_DIRECTIONS FOR THIS TASK_. Between the line containing "Task: locate every instance of the dirt" and the line containing "Task: locate every instance of the phone" lies a run of lines; give that run again exactly, with both of those lines, and nothing else from the entries below.

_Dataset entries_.
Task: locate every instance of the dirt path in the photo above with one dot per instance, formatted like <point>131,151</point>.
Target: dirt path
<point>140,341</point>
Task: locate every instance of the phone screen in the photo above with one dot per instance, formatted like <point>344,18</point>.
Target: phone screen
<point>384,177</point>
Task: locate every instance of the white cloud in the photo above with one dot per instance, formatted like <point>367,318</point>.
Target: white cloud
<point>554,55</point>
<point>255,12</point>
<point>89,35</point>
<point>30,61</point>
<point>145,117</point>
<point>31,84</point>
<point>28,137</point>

* * *

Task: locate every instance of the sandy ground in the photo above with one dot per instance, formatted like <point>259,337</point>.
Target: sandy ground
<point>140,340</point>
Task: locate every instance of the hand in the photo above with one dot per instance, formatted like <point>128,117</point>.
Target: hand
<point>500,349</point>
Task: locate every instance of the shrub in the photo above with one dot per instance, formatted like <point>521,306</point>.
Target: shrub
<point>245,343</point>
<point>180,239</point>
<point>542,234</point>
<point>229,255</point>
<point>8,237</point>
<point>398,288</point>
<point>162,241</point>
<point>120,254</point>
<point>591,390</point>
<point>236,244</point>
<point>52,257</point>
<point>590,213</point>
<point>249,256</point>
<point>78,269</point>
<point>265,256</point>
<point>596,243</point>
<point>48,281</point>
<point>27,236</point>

---

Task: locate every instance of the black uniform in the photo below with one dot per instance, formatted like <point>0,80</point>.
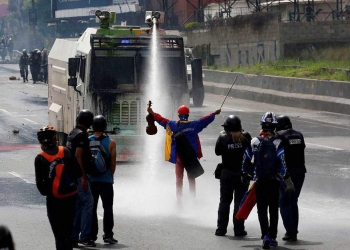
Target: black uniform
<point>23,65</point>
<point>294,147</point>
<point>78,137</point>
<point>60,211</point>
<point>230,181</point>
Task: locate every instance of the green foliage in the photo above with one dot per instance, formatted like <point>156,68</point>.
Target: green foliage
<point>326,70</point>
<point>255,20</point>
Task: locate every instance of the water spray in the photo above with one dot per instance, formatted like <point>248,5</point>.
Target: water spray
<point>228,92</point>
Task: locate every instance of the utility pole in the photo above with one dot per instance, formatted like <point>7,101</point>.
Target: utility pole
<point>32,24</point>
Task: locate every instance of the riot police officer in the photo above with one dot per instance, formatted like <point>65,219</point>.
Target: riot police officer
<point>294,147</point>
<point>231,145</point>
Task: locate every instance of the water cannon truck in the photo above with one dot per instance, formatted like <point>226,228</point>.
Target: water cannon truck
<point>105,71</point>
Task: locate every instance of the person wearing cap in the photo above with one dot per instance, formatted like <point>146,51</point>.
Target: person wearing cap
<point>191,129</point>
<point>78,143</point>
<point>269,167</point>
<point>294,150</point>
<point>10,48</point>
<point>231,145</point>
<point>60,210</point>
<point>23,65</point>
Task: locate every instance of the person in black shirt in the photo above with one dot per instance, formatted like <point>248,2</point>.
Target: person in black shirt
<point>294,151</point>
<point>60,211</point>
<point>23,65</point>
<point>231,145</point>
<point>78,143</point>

_ANSWER SPACE_.
Task: locate every instance of the dirt path in the photo above with one dot per instance, formatted like <point>131,151</point>.
Target: dirt path
<point>140,341</point>
Task: locate every instance of the phone screen in the photo above with one dot per instance, formatted like <point>344,18</point>.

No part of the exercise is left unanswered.